_WHAT THIS TASK INVOLVES_
Rewrite the items below as a Markdown table with two columns, Row and Line. Number each line in order and leave out any blank lines.

_LISTING_
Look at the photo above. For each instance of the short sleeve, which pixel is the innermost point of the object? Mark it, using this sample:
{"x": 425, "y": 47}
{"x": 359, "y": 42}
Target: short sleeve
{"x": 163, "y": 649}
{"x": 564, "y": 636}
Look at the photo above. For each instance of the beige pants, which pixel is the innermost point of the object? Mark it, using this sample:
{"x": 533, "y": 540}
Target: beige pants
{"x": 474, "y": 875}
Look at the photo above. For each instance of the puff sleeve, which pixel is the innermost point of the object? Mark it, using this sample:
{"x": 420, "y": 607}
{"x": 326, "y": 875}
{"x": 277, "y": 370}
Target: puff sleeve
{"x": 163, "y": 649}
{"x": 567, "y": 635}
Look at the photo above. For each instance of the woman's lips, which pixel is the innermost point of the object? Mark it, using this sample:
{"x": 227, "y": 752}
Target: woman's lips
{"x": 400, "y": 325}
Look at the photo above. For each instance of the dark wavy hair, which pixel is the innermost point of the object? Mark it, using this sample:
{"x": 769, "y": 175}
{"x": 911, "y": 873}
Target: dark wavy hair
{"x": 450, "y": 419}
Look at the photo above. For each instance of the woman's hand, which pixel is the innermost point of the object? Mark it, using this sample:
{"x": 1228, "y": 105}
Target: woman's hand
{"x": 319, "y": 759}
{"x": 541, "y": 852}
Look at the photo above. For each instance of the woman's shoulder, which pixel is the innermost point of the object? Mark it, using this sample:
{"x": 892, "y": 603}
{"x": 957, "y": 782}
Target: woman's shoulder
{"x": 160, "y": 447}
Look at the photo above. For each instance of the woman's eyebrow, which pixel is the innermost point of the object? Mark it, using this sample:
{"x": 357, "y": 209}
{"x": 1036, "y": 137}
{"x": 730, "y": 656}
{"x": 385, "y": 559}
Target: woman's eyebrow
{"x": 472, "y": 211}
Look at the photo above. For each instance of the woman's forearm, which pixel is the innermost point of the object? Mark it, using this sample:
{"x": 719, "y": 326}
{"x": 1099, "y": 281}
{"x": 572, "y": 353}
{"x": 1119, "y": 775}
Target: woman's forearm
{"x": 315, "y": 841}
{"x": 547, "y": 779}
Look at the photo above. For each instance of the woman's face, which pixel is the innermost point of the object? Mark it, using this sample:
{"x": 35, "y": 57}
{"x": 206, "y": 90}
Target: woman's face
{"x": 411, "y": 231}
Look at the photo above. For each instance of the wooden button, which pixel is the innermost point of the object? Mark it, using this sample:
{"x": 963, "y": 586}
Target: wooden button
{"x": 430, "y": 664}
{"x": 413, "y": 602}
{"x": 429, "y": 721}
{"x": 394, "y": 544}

_OUTPUT FOR THIS TASK_
| Row | Line |
|---|---|
| 1 | Look at the photo above. For each instance of the short sleeve, which pixel is the innermost point of the object? Mark it, using this sample: |
| 2 | {"x": 425, "y": 47} |
| 3 | {"x": 359, "y": 42} |
| 4 | Target: short sleeve |
| 5 | {"x": 163, "y": 649} |
| 6 | {"x": 564, "y": 636} |
| 7 | Look at the photo above. For each instance of the beige pants, which pixel is the innermost point of the object? Mark it, using this sample: |
| 8 | {"x": 533, "y": 540} |
| 9 | Target: beige pants |
| 10 | {"x": 474, "y": 875} |
| 11 | Look at the photo above. For each instance of the puff sleeve, which pixel is the innermost point of the object? Mark it, using this sample: |
| 12 | {"x": 420, "y": 607} |
| 13 | {"x": 326, "y": 875} |
| 14 | {"x": 277, "y": 370} |
| 15 | Target: puff sleeve |
| 16 | {"x": 163, "y": 649} |
| 17 | {"x": 567, "y": 635} |
| 18 | Look at the photo above. For each instance of the woman's lips, which pixel is the innermost point of the object? Mark it, using this sample: |
| 19 | {"x": 227, "y": 752} |
| 20 | Target: woman's lips |
| 21 | {"x": 400, "y": 325} |
| 22 | Look at the photo above. For each instance of the dark wavy hair, which pixel is the innermost point of the object? Mark it, using this sample: |
| 23 | {"x": 769, "y": 175} |
| 24 | {"x": 911, "y": 873} |
| 25 | Target: dark wavy hair |
| 26 | {"x": 450, "y": 419} |
| 27 | Look at the photo above. For each instance of the woman's hand, which pixel is the innermost point of the object? Mark it, using this sample: |
| 28 | {"x": 1228, "y": 105} |
| 29 | Target: woman's hand |
| 30 | {"x": 319, "y": 759} |
| 31 | {"x": 541, "y": 852} |
| 32 | Look at the photo above. For each instance of the woman's shoulder, which pixel is the innermost point of the object? Mark it, using this sample: |
| 33 | {"x": 892, "y": 603} |
| 34 | {"x": 957, "y": 782} |
| 35 | Target: woman's shoulder |
| 36 | {"x": 160, "y": 447} |
| 37 | Look at the photo above. For each instance of the woman's eyebrow, which pixel is the innermost point of the object? Mark it, using this sample: |
| 38 | {"x": 357, "y": 209} |
| 39 | {"x": 1036, "y": 137} |
| 40 | {"x": 730, "y": 656} |
| 41 | {"x": 385, "y": 559} |
| 42 | Target: woman's eyebrow |
| 43 | {"x": 472, "y": 211} |
| 44 | Look at the photo above. For each instance of the woman's forearm, which pixel is the innermost point of the object? Mark it, using this sample: |
| 45 | {"x": 719, "y": 326} |
| 46 | {"x": 1099, "y": 281} |
| 47 | {"x": 572, "y": 353} |
| 48 | {"x": 1119, "y": 775} |
| 49 | Target: woman's forearm |
| 50 | {"x": 315, "y": 841} |
| 51 | {"x": 547, "y": 779} |
| 52 | Look at the photo above. For each instance of the woman's face, which pixel is the innermost point of the object? Mark it, using this sample: |
| 53 | {"x": 35, "y": 57} |
| 54 | {"x": 206, "y": 90} |
| 55 | Target: woman's face |
| 56 | {"x": 411, "y": 231} |
| 57 | Look at the photo above. For each instance of the wooden button, which pixel is the innermost point of the object? Mark it, using this sample: |
| 58 | {"x": 963, "y": 586} |
| 59 | Target: wooden button |
| 60 | {"x": 430, "y": 664} |
| 61 | {"x": 413, "y": 602} |
| 62 | {"x": 429, "y": 721} |
| 63 | {"x": 394, "y": 544} |